§ **What is asked**
Reproduce every line of the data below word for word, in the same order.

---

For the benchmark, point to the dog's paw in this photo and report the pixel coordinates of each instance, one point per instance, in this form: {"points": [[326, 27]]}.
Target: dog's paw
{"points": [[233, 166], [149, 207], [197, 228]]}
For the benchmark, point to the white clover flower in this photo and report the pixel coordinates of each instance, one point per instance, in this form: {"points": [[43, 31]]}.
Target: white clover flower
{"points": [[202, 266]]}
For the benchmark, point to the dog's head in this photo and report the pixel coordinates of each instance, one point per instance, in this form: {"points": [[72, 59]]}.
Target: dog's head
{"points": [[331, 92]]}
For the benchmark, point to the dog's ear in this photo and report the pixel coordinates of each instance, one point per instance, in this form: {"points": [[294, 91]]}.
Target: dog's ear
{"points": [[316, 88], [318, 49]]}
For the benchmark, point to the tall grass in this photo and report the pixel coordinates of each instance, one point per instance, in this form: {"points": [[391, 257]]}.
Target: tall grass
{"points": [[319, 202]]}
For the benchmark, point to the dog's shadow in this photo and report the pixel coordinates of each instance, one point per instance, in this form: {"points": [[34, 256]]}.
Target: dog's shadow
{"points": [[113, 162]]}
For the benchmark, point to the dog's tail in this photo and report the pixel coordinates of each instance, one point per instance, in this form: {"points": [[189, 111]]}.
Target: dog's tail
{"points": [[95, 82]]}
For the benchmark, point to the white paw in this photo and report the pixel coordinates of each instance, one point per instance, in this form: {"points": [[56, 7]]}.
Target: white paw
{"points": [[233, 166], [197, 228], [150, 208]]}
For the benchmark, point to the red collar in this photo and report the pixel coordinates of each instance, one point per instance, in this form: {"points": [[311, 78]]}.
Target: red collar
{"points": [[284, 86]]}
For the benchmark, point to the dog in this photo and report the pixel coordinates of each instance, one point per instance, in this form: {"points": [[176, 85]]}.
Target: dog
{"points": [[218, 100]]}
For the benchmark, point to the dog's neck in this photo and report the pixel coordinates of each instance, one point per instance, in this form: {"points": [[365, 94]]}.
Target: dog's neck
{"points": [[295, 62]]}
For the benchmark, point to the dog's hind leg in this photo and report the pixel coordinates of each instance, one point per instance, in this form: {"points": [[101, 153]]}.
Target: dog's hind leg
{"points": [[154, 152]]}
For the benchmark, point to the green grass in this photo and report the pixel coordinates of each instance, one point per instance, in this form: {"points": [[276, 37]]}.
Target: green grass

---

§ **Exercise result**
For the benchmark, point to the dog's paw in this photo and report the pixel coordinates of each instance, one point per instance, in this form: {"points": [[326, 27]]}.
Target: dog's paw
{"points": [[233, 166], [149, 207], [197, 228]]}
For the benchmark, point to the white clover flower in this photo and report the pixel coordinates of each instance, one point per instance, in this form: {"points": [[43, 31]]}.
Target: white clover flower
{"points": [[202, 266]]}
For the benchmark, point to the dog's head in this photo and report the pixel coordinates of each instance, one point per instance, in this form: {"points": [[72, 59]]}.
Target: dog's head
{"points": [[331, 92]]}
For the benchmark, point to the dog's ear in this photo and report the pixel coordinates of each instance, one point per instance, in this form: {"points": [[294, 91]]}.
Target: dog's ear
{"points": [[316, 88], [318, 49]]}
For the benchmark, point to the tall grass in this photo and report the pixel coordinates of each instance, one point per instance, in this form: {"points": [[391, 257]]}.
Target: tall grass
{"points": [[319, 202]]}
For the benchmark, point to the dog's shadow in this photo and report the pixel coordinates of each instance, one point per instance, in this form: {"points": [[34, 256]]}.
Target: dog's shadow
{"points": [[113, 162]]}
For the benchmark, point to the dog's tail in this photo and report the pixel coordinates of each instance, one point per instance, in this form: {"points": [[189, 111]]}.
Target: dog's tail
{"points": [[95, 82]]}
For the benchmark, point to the white paw in this photo and report the pixel coordinates of each instance, one point per instance, in this form: {"points": [[56, 7]]}.
Target: white paw
{"points": [[233, 166], [197, 228], [150, 208]]}
For the benchmark, point to the red collar in this photo and report the pixel coordinates of each instance, one point per instance, in this form: {"points": [[311, 78]]}.
Target: red collar
{"points": [[284, 86]]}
For the benchmark, point to the dog in this photo and report the pixel coordinates of each instance, one point per instance, in this form: {"points": [[176, 85]]}.
Target: dog
{"points": [[218, 100]]}
For the benchmark, point to the dog's neck in this photo and report the pixel coordinates of each instance, one point per instance, in this form: {"points": [[365, 94]]}.
Target: dog's neck
{"points": [[295, 62]]}
For the benchmark, point to the dog's hind leg in this photo and report the pixel coordinates of each instance, one point per instance, in this form: {"points": [[101, 153]]}.
Target: dog's hind leg
{"points": [[154, 152]]}
For the benchmark, point to the green grass in this photo and report the pixel coordinates of each instance, one point per instance, in this form: {"points": [[276, 37]]}.
Target: green grass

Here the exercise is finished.